WORK INSTRUCTION 1:
Answer these questions from the dog lung study record:
(a) What ISSN is listed?
(b) What substance was infused into the pulmonary circulation of the isolated lungs?
(c) Which two products did indomethacin not reduce in the lung parenchyma?
WORK INSTRUCTION 2: List every cyclooxygenase product that the dog lung study record says was measured in both the parenchyma and the perfusate.

TEXT SEGMENT:

Distribution of cyclooxygenase products with cyclooxygenase inhibition in isolated dog lung

• Published in: Journal of applied physiology (1985) Vol. 61; no. 3; p. 988
• Main Authors: Littner, M R, Kazmi, G M, Lott, F D
• Format: Journal Article
• Language: English
• Published: United States 01.09.1986
• Subjects: 6-Ketoprostaglandin F1 alpha - metabolism; Animals; Arachidonic Acid; Arachidonic Acids - metabolism; Arachidonic Acids - pharmacology; Cyclooxygenase Inhibitors; Dinoprost; Dinoprostone; Dogs; In Vitro Techniques; Indomethacin - pharmacology; Lung - drug effects; Lung - metabolism; Perfusion; Prostaglandin-Endoperoxide Synthases - metabolism; Prostaglandins E - metabolism; Prostaglandins F - metabolism; Thromboxane B2 - metabolism
• ISSN: 8750-7587
• DOI: 10.1152/jappl.1986.61.3.988

Arachidonic acid metabolism can lead to synthesis of cyclooxygenase products in the lung as indicated by measurement of such products in the perfusate of isolated lungs perfused with a salt solution. However, a reduction in levels of cyclooxygenase products in the perfusate may not accurately reflect the inhibition of levels of such products as measured in lung parenchyma. We infused sodium arachidonate into the pulmonary circulation of isolated dog lungs perfused with a salt solution and measured parenchymal, as well as perfusate, levels of 6-keto-prostaglandin F1 alpha (6-keto-PGF1 alpha), prostaglandin F2 alpha (PGF2 alpha), prostaglandin E2 (PGE2), and thromboxane B2 (TxB2). These studies were repeated with indomethacin (a cyclooxygenase enzyme inhibitor) in the perfusate. We found that indomethacin leads to a marked reduction in perfusate levels of PGF2 alpha, PGE2, 6-keto-PGF1 alpha, and TxB2, as well as a marked reduction in parenchymal levels of 6-keto-PGF1 alpha and TxB2 when parenchymal levels of PGF2 alpha and PGE2 are not reduced. We conclude that, with some cyclooxygenase products, a reduction in levels of these products in the perfusate of isolated lungs may not indicate inhibition of levels of these products in the lung parenchyma and that a reduction in one parenchymal product may not predict the reduction of other parenchymal products. It can be speculated that some of the physiological actions of indomethacin in isolated lungs may result from incomplete or selective inhibition of synthesis of pulmonary cyclooxygenase products.

(Data entries)
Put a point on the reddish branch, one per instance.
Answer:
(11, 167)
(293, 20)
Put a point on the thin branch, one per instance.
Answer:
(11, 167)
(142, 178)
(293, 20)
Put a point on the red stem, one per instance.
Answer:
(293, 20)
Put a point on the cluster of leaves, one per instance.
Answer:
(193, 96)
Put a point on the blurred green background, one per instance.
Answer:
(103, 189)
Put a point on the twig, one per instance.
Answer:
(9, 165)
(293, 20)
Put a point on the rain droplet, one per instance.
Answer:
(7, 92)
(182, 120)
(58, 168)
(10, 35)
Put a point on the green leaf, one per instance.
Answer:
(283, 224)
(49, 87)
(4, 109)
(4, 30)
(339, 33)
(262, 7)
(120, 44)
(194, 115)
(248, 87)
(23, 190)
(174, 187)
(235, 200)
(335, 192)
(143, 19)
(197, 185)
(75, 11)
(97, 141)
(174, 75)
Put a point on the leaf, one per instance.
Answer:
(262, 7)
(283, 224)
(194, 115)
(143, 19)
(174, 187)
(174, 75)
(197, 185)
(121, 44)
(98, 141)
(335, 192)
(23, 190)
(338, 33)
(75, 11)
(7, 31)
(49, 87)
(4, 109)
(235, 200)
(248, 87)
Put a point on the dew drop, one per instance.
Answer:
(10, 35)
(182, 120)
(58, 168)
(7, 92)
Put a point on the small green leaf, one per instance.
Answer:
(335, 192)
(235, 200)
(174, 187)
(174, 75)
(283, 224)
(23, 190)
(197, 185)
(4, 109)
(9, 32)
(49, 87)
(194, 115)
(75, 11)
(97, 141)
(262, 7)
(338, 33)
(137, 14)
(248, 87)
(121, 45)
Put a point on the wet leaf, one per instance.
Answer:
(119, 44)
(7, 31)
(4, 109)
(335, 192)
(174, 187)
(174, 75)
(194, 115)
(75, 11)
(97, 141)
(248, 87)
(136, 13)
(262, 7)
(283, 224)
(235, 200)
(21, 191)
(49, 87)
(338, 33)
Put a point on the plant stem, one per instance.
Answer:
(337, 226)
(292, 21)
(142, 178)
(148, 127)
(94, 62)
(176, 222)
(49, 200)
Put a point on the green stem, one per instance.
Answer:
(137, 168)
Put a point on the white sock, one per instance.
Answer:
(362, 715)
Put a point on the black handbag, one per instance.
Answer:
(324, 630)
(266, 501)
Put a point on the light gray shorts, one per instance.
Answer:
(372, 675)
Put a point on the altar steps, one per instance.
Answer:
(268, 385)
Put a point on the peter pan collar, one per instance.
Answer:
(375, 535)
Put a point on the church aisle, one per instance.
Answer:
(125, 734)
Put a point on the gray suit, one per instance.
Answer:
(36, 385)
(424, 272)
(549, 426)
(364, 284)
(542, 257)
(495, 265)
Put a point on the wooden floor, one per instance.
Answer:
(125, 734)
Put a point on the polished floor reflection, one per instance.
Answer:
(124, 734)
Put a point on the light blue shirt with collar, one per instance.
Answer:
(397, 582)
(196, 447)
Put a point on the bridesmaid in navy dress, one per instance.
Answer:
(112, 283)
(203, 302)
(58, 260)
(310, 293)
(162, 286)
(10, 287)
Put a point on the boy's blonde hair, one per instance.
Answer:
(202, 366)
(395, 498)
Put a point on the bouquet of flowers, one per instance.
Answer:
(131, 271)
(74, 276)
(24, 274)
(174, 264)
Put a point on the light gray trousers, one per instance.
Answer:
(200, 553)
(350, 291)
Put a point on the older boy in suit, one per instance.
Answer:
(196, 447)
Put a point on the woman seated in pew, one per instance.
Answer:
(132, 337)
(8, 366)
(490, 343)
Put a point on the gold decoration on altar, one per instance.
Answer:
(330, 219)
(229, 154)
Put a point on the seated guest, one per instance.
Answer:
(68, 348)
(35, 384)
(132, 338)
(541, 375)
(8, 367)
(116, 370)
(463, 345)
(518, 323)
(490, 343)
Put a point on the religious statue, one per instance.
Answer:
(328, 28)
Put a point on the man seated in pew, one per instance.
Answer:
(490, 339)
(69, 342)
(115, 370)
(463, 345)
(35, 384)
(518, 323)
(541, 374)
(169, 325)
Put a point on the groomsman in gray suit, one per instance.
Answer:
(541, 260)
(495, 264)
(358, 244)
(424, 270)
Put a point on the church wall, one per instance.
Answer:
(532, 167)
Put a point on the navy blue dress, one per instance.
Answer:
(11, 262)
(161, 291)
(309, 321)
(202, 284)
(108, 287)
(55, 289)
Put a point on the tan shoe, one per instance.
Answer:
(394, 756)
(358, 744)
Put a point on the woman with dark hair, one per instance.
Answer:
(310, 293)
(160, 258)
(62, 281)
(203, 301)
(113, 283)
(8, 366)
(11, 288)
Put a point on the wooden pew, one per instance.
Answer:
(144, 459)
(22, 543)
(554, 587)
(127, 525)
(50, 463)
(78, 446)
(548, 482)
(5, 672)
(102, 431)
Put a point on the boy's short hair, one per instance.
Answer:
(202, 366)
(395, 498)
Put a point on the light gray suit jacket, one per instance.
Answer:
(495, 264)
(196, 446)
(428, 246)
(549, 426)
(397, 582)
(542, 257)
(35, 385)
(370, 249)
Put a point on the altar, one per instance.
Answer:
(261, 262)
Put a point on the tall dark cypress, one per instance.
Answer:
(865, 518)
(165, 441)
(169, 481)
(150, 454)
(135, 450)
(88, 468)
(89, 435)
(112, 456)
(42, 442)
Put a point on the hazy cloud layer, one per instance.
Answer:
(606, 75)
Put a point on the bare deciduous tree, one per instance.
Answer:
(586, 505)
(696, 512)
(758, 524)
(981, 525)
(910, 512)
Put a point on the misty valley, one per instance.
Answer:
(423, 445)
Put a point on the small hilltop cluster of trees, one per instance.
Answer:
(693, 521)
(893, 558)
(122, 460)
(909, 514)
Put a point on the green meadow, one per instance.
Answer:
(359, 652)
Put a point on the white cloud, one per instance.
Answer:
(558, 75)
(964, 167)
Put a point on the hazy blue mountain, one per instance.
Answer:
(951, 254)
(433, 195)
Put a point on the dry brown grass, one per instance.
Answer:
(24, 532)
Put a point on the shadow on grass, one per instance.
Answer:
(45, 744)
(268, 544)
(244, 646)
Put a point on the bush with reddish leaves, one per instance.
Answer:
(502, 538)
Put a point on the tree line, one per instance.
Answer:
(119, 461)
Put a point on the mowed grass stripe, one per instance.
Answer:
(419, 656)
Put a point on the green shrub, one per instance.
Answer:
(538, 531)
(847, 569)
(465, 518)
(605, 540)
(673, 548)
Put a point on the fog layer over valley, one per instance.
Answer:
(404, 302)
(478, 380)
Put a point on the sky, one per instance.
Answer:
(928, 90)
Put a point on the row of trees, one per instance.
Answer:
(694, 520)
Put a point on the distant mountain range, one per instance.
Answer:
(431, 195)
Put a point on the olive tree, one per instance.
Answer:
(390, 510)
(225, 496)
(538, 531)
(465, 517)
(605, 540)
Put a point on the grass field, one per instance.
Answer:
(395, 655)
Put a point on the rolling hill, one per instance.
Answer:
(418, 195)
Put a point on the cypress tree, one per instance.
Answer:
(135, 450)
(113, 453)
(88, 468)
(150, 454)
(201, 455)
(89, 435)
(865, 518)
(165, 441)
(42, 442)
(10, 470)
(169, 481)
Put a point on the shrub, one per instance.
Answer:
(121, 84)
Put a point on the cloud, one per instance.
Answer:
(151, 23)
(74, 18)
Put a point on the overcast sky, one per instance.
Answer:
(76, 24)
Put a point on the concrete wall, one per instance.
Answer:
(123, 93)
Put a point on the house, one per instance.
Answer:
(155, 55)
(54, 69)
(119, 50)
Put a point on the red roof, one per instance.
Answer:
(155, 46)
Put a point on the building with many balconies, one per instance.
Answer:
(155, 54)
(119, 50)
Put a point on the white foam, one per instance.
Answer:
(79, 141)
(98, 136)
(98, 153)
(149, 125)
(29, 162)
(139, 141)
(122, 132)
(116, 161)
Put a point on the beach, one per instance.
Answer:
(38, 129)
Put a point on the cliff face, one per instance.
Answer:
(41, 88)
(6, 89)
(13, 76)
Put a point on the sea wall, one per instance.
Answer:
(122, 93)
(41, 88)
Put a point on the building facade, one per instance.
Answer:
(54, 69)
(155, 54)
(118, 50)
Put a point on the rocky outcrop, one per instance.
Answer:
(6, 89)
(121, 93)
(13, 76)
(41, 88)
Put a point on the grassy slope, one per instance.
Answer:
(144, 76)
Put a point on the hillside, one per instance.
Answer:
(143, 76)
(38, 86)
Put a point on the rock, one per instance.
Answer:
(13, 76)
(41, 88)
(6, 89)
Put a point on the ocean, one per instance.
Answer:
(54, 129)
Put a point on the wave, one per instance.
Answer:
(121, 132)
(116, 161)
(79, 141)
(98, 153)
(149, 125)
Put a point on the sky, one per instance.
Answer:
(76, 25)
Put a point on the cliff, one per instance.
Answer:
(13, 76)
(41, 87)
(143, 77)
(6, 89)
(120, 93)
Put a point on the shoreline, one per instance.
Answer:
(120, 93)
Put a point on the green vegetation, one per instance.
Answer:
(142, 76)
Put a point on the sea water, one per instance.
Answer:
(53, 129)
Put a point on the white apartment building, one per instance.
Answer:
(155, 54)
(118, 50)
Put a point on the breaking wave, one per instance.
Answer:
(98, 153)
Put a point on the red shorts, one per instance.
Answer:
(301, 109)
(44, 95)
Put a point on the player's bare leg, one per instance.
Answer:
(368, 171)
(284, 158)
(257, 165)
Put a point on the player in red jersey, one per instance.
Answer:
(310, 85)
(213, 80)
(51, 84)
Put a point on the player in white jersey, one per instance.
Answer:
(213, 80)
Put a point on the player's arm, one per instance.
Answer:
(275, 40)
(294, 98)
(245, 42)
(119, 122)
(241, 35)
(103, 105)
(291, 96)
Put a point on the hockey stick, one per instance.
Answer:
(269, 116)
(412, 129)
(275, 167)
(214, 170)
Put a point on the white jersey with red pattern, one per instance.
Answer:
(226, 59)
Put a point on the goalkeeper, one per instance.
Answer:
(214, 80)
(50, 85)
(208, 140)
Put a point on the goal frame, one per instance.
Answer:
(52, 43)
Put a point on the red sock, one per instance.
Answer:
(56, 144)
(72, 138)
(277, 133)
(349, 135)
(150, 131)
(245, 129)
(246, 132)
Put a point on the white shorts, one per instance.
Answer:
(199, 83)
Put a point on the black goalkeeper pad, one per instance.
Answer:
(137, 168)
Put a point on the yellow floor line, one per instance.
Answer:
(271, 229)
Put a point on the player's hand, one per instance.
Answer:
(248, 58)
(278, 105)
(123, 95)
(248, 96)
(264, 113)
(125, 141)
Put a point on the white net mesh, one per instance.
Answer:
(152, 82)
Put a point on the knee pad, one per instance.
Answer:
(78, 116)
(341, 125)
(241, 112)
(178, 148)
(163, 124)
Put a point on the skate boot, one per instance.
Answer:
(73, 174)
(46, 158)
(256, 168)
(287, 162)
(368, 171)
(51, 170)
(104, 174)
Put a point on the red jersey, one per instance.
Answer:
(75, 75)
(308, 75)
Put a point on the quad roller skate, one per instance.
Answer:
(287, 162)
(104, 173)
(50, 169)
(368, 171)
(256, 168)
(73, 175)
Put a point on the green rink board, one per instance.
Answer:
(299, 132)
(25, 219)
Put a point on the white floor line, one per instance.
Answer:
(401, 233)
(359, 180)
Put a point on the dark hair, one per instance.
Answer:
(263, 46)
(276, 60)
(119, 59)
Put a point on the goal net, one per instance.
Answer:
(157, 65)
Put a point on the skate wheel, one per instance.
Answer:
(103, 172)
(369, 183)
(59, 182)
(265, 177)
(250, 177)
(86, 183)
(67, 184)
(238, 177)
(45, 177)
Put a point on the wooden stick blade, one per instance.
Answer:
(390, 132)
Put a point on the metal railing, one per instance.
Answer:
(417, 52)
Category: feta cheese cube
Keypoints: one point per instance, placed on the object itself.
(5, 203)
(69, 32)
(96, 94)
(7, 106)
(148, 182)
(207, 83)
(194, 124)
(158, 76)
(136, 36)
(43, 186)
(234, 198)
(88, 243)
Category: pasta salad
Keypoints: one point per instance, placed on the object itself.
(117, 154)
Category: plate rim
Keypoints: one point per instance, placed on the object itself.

EXERCISE RESPONSE 1:
(a) 8750-7587
(b) Sodium arachidonate
(c) Prostaglandin F2 alpha (PGF2 alpha) and prostaglandin E2 (PGE2)

EXERCISE RESPONSE 2:
- 6-keto-prostaglandin F1 alpha (6-keto-PGF1 alpha)
- prostaglandin F2 alpha (PGF2 alpha)
- prostaglandin E2 (PGE2)
- thromboxane B2 (TxB2)